#### [Directive]
Reproduce the stretch of data below from the line containing "[indicate] the man's left" through the end of the data, both ends included, keeping the requests unchanged. Scale every coordinate in the answers by 1.85, rounding to whole numbers with halves rounded up.

#### [Supplied data]

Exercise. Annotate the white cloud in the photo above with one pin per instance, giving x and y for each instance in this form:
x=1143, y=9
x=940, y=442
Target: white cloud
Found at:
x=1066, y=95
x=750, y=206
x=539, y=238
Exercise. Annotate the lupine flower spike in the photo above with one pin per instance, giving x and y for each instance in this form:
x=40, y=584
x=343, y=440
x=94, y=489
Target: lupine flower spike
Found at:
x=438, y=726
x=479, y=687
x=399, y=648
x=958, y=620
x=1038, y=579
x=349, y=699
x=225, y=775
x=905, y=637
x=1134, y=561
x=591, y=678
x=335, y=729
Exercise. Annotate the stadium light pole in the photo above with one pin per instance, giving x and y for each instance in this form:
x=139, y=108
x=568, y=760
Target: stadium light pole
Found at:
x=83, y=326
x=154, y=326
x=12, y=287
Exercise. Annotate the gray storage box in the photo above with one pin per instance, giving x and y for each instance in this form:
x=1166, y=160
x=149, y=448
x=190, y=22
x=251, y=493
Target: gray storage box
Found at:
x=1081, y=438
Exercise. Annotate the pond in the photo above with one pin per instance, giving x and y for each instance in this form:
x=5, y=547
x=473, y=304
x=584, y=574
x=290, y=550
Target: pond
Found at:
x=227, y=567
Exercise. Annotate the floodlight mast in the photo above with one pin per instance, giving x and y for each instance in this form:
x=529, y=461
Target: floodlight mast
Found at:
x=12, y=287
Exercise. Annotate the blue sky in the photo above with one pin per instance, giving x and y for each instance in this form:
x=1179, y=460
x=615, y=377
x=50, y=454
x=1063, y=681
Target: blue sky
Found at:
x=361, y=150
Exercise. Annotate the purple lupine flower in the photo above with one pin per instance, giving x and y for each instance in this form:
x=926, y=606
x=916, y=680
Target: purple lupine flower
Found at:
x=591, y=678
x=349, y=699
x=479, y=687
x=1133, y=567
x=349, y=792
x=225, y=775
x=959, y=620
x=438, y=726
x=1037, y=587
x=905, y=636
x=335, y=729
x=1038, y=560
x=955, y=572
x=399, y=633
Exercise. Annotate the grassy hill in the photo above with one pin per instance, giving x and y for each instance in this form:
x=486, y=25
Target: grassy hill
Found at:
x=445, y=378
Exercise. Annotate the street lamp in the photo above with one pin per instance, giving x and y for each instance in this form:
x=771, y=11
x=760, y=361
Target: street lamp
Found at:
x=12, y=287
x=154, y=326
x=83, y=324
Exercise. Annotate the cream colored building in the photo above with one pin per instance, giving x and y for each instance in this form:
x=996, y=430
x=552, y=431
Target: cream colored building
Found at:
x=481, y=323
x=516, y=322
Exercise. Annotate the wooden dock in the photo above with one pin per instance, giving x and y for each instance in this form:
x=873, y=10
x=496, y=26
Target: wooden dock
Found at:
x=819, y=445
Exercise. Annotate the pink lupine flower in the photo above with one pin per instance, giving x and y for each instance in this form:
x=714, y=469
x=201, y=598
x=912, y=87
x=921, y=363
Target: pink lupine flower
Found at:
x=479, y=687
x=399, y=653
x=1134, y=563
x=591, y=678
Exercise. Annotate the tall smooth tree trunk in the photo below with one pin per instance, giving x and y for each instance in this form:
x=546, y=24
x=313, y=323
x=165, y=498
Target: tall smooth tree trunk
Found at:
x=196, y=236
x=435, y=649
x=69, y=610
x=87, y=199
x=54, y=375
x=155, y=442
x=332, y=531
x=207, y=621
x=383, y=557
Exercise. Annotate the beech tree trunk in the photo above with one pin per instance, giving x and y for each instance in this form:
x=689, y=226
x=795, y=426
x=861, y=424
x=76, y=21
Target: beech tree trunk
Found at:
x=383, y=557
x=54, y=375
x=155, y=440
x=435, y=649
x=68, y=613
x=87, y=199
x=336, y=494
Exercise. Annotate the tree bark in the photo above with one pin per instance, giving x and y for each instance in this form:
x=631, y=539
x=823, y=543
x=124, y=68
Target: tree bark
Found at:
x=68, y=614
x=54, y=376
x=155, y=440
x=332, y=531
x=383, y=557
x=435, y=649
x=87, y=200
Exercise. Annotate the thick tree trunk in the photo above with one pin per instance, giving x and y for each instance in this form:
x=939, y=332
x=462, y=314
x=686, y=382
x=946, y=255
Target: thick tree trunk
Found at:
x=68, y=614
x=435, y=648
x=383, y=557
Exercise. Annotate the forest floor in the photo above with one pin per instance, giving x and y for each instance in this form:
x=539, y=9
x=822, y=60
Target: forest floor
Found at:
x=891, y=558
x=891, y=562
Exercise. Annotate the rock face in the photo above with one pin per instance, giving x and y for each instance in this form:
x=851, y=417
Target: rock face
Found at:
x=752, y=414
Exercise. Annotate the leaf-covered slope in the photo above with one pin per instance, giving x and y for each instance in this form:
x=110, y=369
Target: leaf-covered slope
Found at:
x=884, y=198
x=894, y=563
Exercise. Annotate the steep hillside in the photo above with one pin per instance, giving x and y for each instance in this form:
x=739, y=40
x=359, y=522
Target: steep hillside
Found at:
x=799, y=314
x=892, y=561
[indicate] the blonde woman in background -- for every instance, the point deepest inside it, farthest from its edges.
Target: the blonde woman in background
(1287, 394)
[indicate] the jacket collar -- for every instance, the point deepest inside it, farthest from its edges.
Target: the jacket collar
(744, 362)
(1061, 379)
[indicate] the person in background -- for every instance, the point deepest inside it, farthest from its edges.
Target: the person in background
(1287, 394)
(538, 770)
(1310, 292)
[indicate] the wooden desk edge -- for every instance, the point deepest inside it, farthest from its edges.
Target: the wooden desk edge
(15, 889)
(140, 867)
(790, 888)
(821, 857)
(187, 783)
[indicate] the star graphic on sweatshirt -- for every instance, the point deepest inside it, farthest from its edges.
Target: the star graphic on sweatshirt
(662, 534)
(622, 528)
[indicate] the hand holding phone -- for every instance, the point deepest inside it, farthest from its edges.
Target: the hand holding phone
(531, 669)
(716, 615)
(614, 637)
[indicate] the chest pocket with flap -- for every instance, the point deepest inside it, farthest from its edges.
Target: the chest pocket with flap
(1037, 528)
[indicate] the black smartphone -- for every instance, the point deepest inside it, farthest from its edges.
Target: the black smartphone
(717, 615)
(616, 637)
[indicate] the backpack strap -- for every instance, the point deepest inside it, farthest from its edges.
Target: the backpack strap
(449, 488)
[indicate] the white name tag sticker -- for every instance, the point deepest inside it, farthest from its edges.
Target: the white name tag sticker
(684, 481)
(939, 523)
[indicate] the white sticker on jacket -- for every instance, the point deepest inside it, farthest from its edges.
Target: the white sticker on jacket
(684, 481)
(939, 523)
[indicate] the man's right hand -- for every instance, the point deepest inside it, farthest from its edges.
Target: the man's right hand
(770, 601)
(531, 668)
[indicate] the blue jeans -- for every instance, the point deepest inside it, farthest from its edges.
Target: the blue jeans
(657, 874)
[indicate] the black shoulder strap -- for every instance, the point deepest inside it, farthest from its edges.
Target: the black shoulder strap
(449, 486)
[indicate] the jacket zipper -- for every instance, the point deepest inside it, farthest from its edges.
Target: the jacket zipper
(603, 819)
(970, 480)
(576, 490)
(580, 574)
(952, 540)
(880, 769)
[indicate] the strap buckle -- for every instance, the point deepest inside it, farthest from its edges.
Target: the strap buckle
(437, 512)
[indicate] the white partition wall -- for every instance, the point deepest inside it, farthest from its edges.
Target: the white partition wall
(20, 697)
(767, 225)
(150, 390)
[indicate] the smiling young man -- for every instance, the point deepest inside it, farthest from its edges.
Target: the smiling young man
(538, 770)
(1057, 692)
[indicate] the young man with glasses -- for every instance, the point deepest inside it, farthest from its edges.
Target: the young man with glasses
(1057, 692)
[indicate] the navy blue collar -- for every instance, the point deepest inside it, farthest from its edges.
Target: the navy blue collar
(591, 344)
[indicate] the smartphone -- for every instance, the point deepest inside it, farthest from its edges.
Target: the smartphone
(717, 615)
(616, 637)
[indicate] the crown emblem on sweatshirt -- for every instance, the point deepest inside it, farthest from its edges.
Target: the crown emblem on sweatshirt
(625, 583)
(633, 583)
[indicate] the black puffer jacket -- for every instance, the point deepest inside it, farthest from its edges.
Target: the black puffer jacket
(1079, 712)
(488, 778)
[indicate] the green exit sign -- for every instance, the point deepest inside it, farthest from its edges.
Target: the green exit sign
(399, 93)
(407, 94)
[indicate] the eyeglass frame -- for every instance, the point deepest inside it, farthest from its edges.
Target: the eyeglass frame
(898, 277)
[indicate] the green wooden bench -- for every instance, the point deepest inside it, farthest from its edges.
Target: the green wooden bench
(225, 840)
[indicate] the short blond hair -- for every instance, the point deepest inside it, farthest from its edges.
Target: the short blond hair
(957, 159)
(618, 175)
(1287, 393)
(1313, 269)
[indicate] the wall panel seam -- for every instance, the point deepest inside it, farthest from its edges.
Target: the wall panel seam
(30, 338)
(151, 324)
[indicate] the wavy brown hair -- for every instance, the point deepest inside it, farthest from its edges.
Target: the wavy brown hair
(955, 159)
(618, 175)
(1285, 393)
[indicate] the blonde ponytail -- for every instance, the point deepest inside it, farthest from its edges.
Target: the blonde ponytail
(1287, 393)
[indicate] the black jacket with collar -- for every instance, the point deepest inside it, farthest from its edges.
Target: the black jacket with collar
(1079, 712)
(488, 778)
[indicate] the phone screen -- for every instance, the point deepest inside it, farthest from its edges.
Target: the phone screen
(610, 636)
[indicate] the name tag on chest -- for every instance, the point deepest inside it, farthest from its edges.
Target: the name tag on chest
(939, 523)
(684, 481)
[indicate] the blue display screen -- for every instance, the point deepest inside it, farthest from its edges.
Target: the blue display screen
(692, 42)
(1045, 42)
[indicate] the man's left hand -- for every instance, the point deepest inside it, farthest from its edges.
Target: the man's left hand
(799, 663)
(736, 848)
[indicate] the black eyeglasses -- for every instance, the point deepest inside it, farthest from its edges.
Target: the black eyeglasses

#### [Result of the exercise]
[indicate] the man's left hand -- for every instance, the point deepest inside it, farthest from its edges.
Target: the man's left hand
(1478, 1227)
(1362, 1569)
[indicate] the black eyeglasses -- for every instance, the point deepest inside it, farthest from its edges.
Target: the black eyeglasses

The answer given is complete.